** DATA FOR THE TASK **
>> Start
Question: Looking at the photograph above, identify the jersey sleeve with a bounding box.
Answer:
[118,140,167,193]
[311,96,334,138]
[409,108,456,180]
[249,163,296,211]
>> End
** YOUR INSTRUCTIONS **
Rewrite every line of the items above, the request line included, and shift each bounding box coordinate in the answers by -149.

** FULL RESPONSE **
Question: Looking at the photograph above, identify the jersey sleeve with a bounding box.
Answer:
[-31,-9,18,44]
[162,-53,185,-11]
[260,-41,307,31]
[100,14,147,62]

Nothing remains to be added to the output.